═════ Data excerpts ═════

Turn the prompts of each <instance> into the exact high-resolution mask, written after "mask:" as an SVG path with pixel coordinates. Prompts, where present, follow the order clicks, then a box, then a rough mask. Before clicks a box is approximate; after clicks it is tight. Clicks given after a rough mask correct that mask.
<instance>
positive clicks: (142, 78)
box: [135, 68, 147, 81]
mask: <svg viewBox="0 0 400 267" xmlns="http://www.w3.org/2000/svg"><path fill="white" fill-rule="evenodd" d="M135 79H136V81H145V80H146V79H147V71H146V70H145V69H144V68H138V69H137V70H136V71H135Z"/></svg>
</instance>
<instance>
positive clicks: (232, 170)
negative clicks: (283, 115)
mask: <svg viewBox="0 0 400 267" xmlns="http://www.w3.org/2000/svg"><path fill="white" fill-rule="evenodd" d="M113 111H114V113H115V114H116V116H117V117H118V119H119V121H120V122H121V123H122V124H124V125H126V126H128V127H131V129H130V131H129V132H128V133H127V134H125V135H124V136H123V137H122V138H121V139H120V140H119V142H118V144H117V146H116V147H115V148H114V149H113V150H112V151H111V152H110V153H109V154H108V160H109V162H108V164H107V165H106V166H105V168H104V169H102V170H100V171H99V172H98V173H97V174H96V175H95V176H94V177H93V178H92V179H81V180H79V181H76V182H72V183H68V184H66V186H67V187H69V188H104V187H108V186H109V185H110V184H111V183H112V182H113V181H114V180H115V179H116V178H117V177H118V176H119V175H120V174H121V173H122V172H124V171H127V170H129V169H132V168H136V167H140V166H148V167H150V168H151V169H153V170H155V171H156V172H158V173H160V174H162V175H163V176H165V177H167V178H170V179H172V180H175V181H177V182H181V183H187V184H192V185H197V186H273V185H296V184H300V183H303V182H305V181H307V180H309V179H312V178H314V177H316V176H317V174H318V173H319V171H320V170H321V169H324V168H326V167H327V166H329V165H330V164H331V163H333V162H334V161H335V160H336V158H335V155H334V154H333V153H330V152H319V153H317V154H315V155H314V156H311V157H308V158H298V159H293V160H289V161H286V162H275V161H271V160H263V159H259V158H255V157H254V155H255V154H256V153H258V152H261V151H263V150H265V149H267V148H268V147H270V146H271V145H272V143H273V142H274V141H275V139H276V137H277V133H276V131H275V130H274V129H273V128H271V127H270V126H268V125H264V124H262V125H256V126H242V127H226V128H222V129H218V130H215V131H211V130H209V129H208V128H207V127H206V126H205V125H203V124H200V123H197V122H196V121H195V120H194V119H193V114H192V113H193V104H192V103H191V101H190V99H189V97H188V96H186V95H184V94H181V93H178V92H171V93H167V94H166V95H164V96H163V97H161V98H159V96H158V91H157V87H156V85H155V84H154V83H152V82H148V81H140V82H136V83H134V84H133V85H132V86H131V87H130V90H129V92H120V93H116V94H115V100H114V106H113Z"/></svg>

═════

▶ The task:
Among the entries, how many lines include the word "positive"? Give only the number.

▶ Reply to the task:
2